══ ENTRIES PROVIDED ══
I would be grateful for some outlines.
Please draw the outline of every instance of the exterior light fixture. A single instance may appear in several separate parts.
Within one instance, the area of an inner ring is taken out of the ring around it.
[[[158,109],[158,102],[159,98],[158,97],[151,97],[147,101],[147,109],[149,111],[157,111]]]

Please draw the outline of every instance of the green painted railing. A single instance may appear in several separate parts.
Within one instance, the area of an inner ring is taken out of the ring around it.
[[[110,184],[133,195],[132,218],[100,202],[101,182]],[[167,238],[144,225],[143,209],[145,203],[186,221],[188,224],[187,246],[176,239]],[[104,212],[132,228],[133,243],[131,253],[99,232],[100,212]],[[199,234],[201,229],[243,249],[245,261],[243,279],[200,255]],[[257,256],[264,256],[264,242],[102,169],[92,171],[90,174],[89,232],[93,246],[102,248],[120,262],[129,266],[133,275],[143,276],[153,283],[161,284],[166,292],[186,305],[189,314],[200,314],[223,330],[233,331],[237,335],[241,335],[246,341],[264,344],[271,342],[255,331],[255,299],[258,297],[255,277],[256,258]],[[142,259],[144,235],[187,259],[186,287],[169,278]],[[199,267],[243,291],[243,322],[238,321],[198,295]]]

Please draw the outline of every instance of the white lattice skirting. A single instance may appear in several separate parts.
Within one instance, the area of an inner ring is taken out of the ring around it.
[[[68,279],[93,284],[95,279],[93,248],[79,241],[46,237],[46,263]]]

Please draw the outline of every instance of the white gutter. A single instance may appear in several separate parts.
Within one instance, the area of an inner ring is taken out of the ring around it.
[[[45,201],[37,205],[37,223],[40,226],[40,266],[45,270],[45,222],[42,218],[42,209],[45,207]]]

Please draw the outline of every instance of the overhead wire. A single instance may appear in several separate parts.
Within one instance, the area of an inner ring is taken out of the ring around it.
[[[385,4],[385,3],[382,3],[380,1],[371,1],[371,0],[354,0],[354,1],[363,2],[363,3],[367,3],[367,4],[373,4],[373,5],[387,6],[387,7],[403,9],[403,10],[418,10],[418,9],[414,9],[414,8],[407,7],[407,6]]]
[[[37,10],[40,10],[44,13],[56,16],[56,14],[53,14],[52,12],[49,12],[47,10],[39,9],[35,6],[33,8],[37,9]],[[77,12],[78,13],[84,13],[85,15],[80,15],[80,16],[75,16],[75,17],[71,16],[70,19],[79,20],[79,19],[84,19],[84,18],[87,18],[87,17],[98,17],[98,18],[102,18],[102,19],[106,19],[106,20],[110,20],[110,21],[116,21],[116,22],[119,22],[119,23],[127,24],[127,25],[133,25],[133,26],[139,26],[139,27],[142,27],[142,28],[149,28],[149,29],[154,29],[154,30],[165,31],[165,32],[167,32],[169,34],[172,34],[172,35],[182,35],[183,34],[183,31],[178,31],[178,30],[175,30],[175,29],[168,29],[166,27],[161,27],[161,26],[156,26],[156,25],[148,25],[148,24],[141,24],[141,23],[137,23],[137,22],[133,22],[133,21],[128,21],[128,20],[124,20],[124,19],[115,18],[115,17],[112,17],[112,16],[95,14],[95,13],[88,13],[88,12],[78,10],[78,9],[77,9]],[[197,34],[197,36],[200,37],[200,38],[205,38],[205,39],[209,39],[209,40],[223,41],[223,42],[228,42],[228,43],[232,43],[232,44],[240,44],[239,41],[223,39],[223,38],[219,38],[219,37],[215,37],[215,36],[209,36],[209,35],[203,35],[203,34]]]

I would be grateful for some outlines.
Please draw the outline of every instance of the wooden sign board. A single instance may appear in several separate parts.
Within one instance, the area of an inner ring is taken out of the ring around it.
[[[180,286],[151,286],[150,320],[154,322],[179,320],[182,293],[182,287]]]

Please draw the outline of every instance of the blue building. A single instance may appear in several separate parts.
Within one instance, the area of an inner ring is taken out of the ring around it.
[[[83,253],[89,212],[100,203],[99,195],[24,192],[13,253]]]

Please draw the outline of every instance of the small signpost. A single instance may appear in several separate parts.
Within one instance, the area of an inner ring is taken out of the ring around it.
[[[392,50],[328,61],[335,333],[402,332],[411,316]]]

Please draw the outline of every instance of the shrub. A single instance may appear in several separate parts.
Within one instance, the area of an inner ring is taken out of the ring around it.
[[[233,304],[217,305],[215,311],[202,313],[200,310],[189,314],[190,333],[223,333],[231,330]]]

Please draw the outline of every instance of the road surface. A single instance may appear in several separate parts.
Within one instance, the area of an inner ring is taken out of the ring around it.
═══
▶ _EXERCISE OBJECTIVE_
Return exactly what appears in the records from the line with "Please draw the outline of every instance of the road" through the final line, and nothing else.

▶ _SOLUTION FOR THIS PROBLEM_
Please draw the outline of every instance of the road surface. A single instance may appear in several separate parts.
Within one instance, the area of an inner ring is taken out of the ring around it.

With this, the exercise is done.